--- START ---
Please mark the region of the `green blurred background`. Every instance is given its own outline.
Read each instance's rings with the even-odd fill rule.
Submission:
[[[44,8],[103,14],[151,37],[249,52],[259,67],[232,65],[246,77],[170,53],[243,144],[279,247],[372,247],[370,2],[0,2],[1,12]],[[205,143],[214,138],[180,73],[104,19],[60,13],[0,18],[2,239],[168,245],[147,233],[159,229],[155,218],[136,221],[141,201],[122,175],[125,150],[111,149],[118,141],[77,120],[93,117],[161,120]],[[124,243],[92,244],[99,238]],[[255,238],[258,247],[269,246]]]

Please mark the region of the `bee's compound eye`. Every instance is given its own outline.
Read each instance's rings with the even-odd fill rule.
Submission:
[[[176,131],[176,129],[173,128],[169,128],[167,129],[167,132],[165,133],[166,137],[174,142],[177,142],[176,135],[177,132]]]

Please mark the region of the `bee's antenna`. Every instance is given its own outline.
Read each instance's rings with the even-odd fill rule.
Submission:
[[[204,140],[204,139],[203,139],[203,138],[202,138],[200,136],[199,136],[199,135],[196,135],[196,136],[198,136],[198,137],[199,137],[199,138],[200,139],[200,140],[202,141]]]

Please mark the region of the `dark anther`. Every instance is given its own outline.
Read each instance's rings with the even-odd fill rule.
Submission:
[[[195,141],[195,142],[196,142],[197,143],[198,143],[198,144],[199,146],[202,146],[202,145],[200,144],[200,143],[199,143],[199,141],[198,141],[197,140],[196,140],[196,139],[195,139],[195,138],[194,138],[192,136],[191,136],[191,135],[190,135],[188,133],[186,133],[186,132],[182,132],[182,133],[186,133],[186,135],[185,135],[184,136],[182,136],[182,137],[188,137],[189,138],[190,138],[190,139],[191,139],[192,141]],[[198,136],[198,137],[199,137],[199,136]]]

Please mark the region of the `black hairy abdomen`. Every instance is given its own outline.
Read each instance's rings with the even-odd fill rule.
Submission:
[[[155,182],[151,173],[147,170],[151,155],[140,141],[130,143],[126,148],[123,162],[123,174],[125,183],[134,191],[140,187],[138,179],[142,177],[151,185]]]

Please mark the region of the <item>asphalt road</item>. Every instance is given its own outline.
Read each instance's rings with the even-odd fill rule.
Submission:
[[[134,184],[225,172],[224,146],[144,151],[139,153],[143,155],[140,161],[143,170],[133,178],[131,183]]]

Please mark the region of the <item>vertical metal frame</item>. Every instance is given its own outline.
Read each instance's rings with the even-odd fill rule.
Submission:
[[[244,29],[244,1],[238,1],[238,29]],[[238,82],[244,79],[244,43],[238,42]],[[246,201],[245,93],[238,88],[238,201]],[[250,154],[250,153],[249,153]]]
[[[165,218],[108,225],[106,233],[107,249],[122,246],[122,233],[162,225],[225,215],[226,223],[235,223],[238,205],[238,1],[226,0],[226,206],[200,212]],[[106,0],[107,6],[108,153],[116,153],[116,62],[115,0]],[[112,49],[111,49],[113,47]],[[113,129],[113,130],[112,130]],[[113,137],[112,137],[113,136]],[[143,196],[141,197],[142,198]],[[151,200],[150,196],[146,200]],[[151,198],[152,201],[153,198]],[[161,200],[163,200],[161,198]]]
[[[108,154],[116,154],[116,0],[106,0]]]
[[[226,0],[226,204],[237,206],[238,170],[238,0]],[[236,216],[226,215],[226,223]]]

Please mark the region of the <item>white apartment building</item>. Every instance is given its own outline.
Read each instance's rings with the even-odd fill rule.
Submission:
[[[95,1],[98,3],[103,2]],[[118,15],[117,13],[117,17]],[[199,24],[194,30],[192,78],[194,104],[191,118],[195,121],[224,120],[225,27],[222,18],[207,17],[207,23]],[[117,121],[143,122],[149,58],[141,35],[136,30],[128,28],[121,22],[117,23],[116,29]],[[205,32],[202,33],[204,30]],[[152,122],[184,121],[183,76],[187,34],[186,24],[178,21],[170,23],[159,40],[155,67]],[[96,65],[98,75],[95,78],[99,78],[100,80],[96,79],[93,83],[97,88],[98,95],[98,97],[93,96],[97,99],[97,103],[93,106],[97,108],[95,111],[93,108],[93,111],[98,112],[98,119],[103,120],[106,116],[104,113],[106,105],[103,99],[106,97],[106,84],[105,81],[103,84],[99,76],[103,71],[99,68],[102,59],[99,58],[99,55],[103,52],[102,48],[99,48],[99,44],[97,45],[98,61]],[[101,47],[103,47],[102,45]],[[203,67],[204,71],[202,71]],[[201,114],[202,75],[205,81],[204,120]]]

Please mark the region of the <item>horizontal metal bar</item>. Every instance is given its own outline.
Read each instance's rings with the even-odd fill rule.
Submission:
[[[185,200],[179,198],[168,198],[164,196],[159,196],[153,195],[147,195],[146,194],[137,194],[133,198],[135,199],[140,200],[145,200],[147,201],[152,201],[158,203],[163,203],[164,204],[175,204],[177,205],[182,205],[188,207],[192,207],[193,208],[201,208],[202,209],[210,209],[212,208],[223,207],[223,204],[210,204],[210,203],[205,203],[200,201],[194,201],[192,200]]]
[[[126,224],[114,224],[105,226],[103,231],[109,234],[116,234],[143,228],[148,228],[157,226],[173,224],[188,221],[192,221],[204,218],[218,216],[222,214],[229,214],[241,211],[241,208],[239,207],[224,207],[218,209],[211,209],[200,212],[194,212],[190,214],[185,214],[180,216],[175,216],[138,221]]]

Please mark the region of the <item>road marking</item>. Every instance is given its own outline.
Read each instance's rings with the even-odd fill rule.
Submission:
--- END ---
Recopy the entries above exactly, with every line included.

Please mark the region of the `green blurred background`. Every instance is given its own outline.
Read each instance's rings with the even-odd fill rule.
Submission:
[[[44,8],[103,14],[151,37],[249,52],[259,67],[232,65],[246,77],[170,53],[243,144],[279,247],[372,247],[370,2],[0,2],[1,12]],[[205,143],[214,138],[180,73],[104,19],[60,13],[0,18],[2,239],[168,245],[147,233],[159,229],[155,218],[136,221],[141,201],[122,175],[125,150],[111,149],[118,141],[77,120],[93,117],[161,120]],[[124,243],[92,244],[99,238]],[[255,238],[258,247],[269,246]]]

Please mark the region of the `bee's compound eye`. Every instance is given its own outline.
Read each instance's rings with the even-odd fill rule.
Submission:
[[[176,131],[176,129],[173,128],[169,128],[167,129],[167,132],[165,133],[166,137],[174,142],[177,142],[176,135],[177,132]]]

Please mark the region of the `bee's antenna`. Every instance is given its own outline.
Read each instance's rings with the even-odd fill rule.
Submission:
[[[204,140],[204,139],[203,139],[203,138],[202,138],[200,136],[199,136],[199,135],[196,135],[196,136],[198,136],[198,137],[199,137],[199,138],[200,139],[200,140],[202,141]]]

Please mark the region of the `dark anther`. Every instance is given its own outline.
Read each instance's rings with the even-odd fill rule.
Submission:
[[[195,141],[195,142],[196,142],[197,143],[198,143],[198,144],[199,146],[202,146],[202,145],[200,144],[200,143],[199,143],[199,141],[198,141],[197,140],[196,140],[196,139],[195,139],[195,138],[194,138],[192,136],[191,136],[191,135],[190,135],[188,133],[186,133],[186,132],[182,132],[182,133],[186,133],[186,135],[185,135],[184,136],[182,136],[182,137],[188,137],[189,138],[190,138],[190,139],[191,139],[192,141]],[[198,136],[198,137],[199,137],[199,136]]]

Please mark the region of the `black hairy abdomen`. Every instance is given its own outline.
Read each instance's rings with the even-odd fill rule.
Submission:
[[[155,182],[151,173],[147,170],[151,155],[140,141],[130,143],[126,148],[123,162],[123,174],[125,183],[134,191],[140,187],[138,179],[142,177],[151,185]]]

Please mark the region of the <item>asphalt road</item>. Every instance is given its own outline.
Read each instance's rings with the even-odd fill rule.
Submission:
[[[134,184],[225,172],[224,146],[144,151],[139,153],[143,155],[140,161],[143,170],[133,178],[131,183]]]

Please mark the region of the <item>vertical metal frame</item>. Every instance is given its own outline.
Read each instance's rings with the even-odd fill rule.
Submission:
[[[244,29],[244,1],[238,1],[238,29]],[[238,82],[244,79],[244,43],[238,42]],[[246,201],[245,93],[238,88],[238,201]],[[250,154],[250,153],[249,153]]]
[[[165,218],[108,225],[106,233],[107,249],[122,246],[122,233],[162,225],[225,215],[226,223],[235,223],[238,205],[238,1],[226,0],[226,206],[200,212]],[[106,0],[107,6],[108,153],[116,153],[116,62],[115,0]],[[112,49],[111,49],[113,47]],[[113,129],[113,130],[112,130]],[[113,137],[112,137],[113,136]],[[143,196],[141,197],[142,198]],[[151,200],[150,196],[146,200]],[[151,198],[152,201],[153,198]],[[161,200],[163,200],[161,198]]]
[[[108,154],[116,154],[116,0],[106,0]]]
[[[226,0],[226,204],[237,206],[238,170],[238,0]],[[236,216],[226,215],[226,223]]]

Please mark the region of the <item>white apartment building</item>. Every instance is given its own outline.
Read each instance's rings with the even-odd fill rule.
Submission:
[[[95,1],[98,3],[103,2]],[[118,15],[117,13],[117,17]],[[199,24],[194,30],[192,78],[194,104],[191,118],[195,121],[224,120],[225,27],[222,18],[207,17],[207,23]],[[117,121],[143,122],[149,58],[141,35],[136,30],[128,28],[121,22],[117,23],[116,29]],[[205,32],[202,33],[204,30]],[[152,122],[184,121],[183,76],[187,34],[186,24],[178,21],[170,23],[159,40],[155,67]],[[96,65],[98,75],[95,78],[99,78],[100,80],[96,79],[93,83],[97,88],[98,95],[98,97],[93,96],[97,99],[97,103],[93,106],[97,108],[95,111],[93,108],[93,111],[98,112],[98,119],[103,120],[106,116],[104,113],[106,105],[103,99],[106,97],[106,84],[105,81],[103,84],[99,76],[103,71],[99,68],[102,59],[99,58],[99,55],[103,52],[102,48],[99,48],[99,44],[97,45],[98,61]],[[101,47],[103,47],[102,45]],[[203,67],[204,71],[202,71]],[[201,114],[202,75],[205,81],[204,120]]]

Please mark the region of the <item>horizontal metal bar</item>. Every instance is given its own outline.
Read each instance's rings with the even-odd fill rule.
Submission:
[[[185,200],[179,198],[168,198],[164,196],[159,196],[153,195],[147,195],[146,194],[137,194],[133,198],[135,199],[140,200],[145,200],[147,201],[152,201],[158,203],[163,203],[164,204],[175,204],[177,205],[182,205],[188,207],[192,207],[193,208],[201,208],[202,209],[210,209],[212,208],[223,207],[223,204],[210,204],[210,203],[205,203],[200,201],[194,201],[192,200]]]
[[[126,224],[114,224],[105,226],[103,231],[109,234],[116,234],[143,228],[148,228],[157,226],[173,224],[188,221],[192,221],[204,218],[218,216],[222,214],[229,214],[241,211],[241,208],[239,207],[224,207],[218,209],[211,209],[200,212],[194,212],[190,214],[185,214],[180,216],[175,216],[138,221]]]

Please mark the region of the <item>road marking</item>. Every instance is given its own outline.
Read each instance's rings with the even-odd fill rule.
Submission:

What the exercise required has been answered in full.